# Written exercise:
Give the stretch of the records from the line containing "drawer handle, then" through the end of the records as a Markdown table with two columns, Row and Line, leaving out blank lines.

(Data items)
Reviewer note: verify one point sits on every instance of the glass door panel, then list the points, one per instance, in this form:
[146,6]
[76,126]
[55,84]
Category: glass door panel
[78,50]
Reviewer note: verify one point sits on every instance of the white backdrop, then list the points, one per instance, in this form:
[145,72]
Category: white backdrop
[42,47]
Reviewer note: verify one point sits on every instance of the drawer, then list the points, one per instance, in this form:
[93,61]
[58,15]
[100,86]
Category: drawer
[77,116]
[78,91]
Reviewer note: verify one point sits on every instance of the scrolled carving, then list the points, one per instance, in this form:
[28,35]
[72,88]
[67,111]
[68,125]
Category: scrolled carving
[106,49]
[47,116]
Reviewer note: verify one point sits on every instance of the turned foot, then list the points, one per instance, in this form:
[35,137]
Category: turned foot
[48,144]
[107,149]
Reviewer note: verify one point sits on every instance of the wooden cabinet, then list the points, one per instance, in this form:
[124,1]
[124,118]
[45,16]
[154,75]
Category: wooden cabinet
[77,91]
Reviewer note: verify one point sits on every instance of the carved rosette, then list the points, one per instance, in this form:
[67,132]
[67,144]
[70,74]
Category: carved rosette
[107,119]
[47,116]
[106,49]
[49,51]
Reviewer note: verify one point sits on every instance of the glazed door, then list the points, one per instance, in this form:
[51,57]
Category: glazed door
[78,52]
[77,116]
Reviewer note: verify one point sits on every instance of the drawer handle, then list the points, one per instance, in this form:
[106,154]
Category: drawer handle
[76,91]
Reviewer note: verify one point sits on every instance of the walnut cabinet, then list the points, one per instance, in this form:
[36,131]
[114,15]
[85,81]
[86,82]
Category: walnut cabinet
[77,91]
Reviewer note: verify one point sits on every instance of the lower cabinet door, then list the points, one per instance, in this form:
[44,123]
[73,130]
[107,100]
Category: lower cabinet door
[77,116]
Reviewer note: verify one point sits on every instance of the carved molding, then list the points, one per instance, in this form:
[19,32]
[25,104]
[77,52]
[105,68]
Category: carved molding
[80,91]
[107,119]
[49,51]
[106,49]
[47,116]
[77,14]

# Exercise response:
| Row | Line |
|---|---|
| 1 | Reviewer note: verify one point sits on every instance of the drawer handle, then list the points, one per instance, in this form: |
| 2 | [106,154] |
| 3 | Category: drawer handle |
| 4 | [76,91] |
| 5 | Reviewer note: verify one point sits on every instance of the walnut cabinet, then list the points, one per instance, in this form: |
| 6 | [36,131] |
| 7 | [114,15] |
| 8 | [85,81] |
| 9 | [86,82] |
| 10 | Category: walnut cabinet |
| 11 | [77,91] |
| 12 | Reviewer note: verify one point sits on every instance of the lower cabinet door, then list the points, one per instance, in this form: |
| 13 | [44,123] |
| 14 | [73,130] |
| 15 | [107,100] |
| 16 | Category: lower cabinet door |
| 17 | [77,116] |
| 18 | Reviewer note: verify one point sits on every instance of the carved molding, then list the points, one per instance, in this form: |
| 19 | [19,32] |
| 20 | [25,104] |
| 21 | [77,52] |
| 22 | [105,68] |
| 23 | Category: carved molding |
| 24 | [80,91] |
| 25 | [107,119] |
| 26 | [49,51] |
| 27 | [106,49] |
| 28 | [47,116] |
| 29 | [77,14] |